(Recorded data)

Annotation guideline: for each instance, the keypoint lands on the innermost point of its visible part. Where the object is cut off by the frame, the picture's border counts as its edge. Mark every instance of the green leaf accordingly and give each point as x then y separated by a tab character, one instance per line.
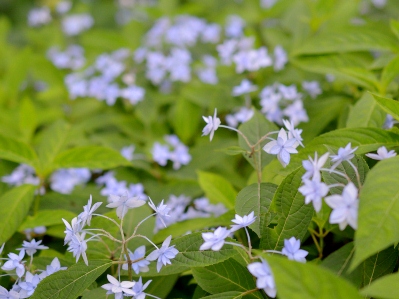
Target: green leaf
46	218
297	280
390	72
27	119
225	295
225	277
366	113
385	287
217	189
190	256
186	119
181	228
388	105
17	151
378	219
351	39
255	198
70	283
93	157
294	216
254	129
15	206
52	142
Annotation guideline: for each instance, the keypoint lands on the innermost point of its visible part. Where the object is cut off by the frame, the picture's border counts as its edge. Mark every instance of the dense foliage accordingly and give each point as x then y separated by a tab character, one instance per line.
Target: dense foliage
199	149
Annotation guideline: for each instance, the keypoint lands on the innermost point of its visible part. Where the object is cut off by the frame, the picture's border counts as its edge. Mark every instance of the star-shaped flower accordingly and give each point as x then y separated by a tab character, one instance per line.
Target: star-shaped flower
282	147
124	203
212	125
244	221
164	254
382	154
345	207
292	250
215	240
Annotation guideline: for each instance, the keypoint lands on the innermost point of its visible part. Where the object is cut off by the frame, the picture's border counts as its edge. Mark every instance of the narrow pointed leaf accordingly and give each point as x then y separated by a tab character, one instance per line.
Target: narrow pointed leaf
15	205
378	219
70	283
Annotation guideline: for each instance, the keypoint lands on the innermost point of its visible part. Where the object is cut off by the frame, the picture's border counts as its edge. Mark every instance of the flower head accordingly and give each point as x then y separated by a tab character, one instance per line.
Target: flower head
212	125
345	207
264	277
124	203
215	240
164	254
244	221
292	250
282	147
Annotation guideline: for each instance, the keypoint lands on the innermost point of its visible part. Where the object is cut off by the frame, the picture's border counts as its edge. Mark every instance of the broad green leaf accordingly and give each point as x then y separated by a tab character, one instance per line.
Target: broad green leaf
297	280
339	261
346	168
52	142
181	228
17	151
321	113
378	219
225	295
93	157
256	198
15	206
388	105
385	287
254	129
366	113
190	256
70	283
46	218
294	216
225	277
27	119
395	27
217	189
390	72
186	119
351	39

--- Problem to work on ---
Only the pictures stay out; the rest of the entries above must be written out exactly.

--- Result for this exercise ---
Annotation guideline: for each instance, the keypoint lands on the innermost point of its visible part. Where the object is cut off by the frame, the picture's border counts as its edge. Mark every instance of the green leaf accordingly and give each point as x then y separated by a tab character, one instance per line.
Target: green leaf
46	218
297	280
390	72
27	119
225	295
225	277
366	113
385	287
217	189
190	256
186	119
181	228
388	105
17	151
378	219
351	39
255	198
70	283
93	157
294	216
254	129
15	206
52	142
Annotation guideline: for each instance, the keypoint lands on the innermost point of its visible part. Where the object is cut off by the frame, the picture's border counts as its edge. Mark every instance of the dense foliage accordingly and give each point as x then y separated by a tab character, one instance per line.
Target: dense foliage
199	149
Annotation guideline: for each instance, the keypoint lands on the innermost point of its visible part. Where the object is cut off by the frame, the picture's border counts as its edge. Mark every instance of the star-shaped flower accordingly and give each point as x then y separated by a tab character, one instance per line.
Target: star-shaped flower
282	147
124	203
212	125
244	221
164	254
382	154
345	207
292	250
215	240
Annotation guideline: for each instance, the keypoint lands on the innermost point of its visible part. Where the object is cut off by the frame, the picture's border counts as its edge. Mark every instance of the narrow pointed leaf accordingly and give each point as x then y separated by a tab character, one instance per line.
Target: narrow pointed leaf
15	205
378	219
70	283
Annotation guideline: for each instance, the keypoint lands on the innermost point of its visible part. Where the object is cut off by the frame, the picture's border counts as its edge. Mark every instance of the flower head accordingly and give each point as x then y separated by a tab character, one instance per line.
Target: flower head
212	125
345	207
264	277
124	203
215	240
164	254
244	221
292	250
282	147
Annotation guideline: for each instance, the keypoint lands on the innermost point of its visible part. Where the object is cut off by the frame, the picture's border counts as its edge. Mark every instance of the broad green leaf accordingly and give each point as x then y separated by a tab character, one instance per line.
Target: broad green leaf
297	280
339	261
346	168
52	142
181	228
17	151
321	113
378	219
225	295
93	157
256	198
15	206
388	105
385	287
254	129
366	113
190	256
70	283
46	218
294	216
225	277
27	119
395	27
217	189
390	72
186	119
351	39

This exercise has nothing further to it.